↓↓↓
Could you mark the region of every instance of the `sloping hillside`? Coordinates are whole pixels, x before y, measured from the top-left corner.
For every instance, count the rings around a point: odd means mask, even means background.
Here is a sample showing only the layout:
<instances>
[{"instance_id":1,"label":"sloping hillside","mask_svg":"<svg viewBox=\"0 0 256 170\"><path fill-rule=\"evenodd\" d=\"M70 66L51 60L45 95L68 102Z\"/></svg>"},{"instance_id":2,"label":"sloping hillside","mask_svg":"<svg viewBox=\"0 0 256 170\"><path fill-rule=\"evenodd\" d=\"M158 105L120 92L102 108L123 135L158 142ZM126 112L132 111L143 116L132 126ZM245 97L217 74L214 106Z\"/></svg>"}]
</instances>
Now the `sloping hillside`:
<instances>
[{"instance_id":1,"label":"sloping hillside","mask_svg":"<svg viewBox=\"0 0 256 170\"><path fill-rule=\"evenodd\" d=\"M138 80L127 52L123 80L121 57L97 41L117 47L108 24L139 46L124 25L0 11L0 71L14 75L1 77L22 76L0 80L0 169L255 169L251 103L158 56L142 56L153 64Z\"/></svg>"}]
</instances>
↑↑↑
### [What needs to be done]
Please lay out every line of the entries above as a JSON list of strings, one string per line, with blank lines omitted.

### [Right answer]
[
  "Could you mark the region of every instance of the `sloping hillside`? Coordinates are whole pixels, x before y, measured from the top-left corner.",
  "For every instance, count the rings around a point: odd means mask, even means background.",
  "Here is a sample showing only the layout:",
  "<instances>",
  "[{\"instance_id\":1,\"label\":\"sloping hillside\",\"mask_svg\":\"<svg viewBox=\\\"0 0 256 170\\\"><path fill-rule=\\\"evenodd\\\" d=\\\"M70 66L51 60L45 95L68 102Z\\\"/></svg>\"},{\"instance_id\":2,\"label\":\"sloping hillside\",\"mask_svg\":\"<svg viewBox=\\\"0 0 256 170\\\"><path fill-rule=\\\"evenodd\\\" d=\\\"M158 105L120 92L102 108L123 135L158 142ZM126 112L132 111L143 116L132 126ZM245 97L217 74L214 106Z\\\"/></svg>\"}]",
  "</instances>",
  "Now the `sloping hillside`:",
  "<instances>",
  "[{\"instance_id\":1,\"label\":\"sloping hillside\",\"mask_svg\":\"<svg viewBox=\\\"0 0 256 170\\\"><path fill-rule=\\\"evenodd\\\" d=\\\"M138 80L127 52L123 80L121 57L97 41L117 47L108 24L139 46L124 25L0 11L0 71L14 75L1 77L22 76L0 80L0 169L255 169L251 103L158 56L142 56L153 64Z\\\"/></svg>\"}]",
  "</instances>"
]